Problem set:
[a] Decide whether each statement below agrees with the discussion of C array indexing, answering yes or no and quoting the words of the discussion that settle it. (i) In case (a), a is declared as char *a[N]. (ii) According to the reply, case (b) corresponds to an array of arrays in C#. (iii) In case (a), the value a first decays into "pointer to pointer to char".
[b] In the discussion of C array indexing, which char in the single contiguous memory block does a[i][j] denote in case (b)?
[c] Resume the discussion of C array indexing, starting right after its final sentence.

begin Source text

As I recall, C# supports this in a completely sensible way by distinguishing a[i,j] and a[i][j]. If I understand right, in C, a[i][j] means what C# would spell a[i,j], which does seem rather surprising and inconsistent


Replies

mananaysiempretoday at 8:04 AM

Not quite. As GP mentions, a[i][j] might mean either, depending on what the type of a is:

(a) If the type of a is “array of length N of pointer to (say) char” (declaration: char *a[N]), then a[i][j] means the jth char in the contiguous block pointed to by the ith pointer. In C#, this is what you get with an array of arrays.

(b) If the type of a is “array of length N of array of length M of char” (declaration: char a[N][M] — sic!), then a[i][j] means the jth element of the ith element, aka the (i*M+j)th char in the single contiguous memory block. In C#, this is what you get with a two-dimensional array.

The way this happens is a bit subtle:

(a) The value a, of type “array of size N of pointer to char”, first decays into “pointer to pointer to char”, then a[i] retrieves the ith “pointer to char” starting from it as a base, then in turn a[i][j] retrieves the jth “char” starting from that as a base.

end Source text
begin Material provided

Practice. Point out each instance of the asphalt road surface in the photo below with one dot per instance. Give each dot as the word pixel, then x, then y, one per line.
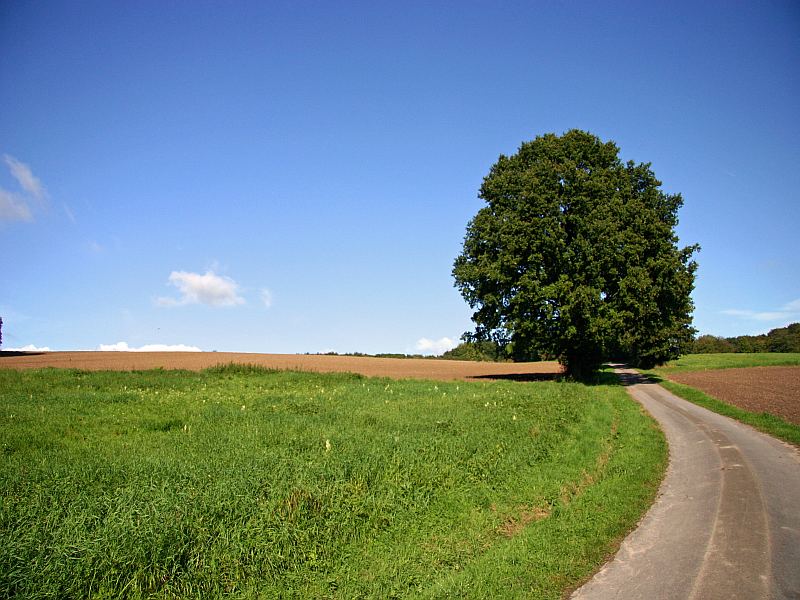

end Material provided

Response list:
[a]
(i) Yes: "(declaration: char *a[N])"
(ii) No: "In C#, this is what you get with a two-dimensional array."
(iii) Yes: "first decays into “pointer to pointer to char”"

[b] It denotes the (i*M+j)th char.

[c]
(b) The value a, of type “array of length N of array of length M of char”, first decays into “pointer to array of length M of char” (sic!), then a[i] retrieves the ith “array of length M of char” starting from it as a base, which then decays into “pointer to char”, then a[i][j] retrieves the jth “char” starting from that as a base.

NB: There are no implicit references here, unlike in C#; in part (b), a is an N*M-byte chunk of memory and a[i] is an M-byte piece of it.

simionestoday at 8:04 AM

In C, a[i][j] can mean either a[i,j] or a[i][j], depending on the type of a.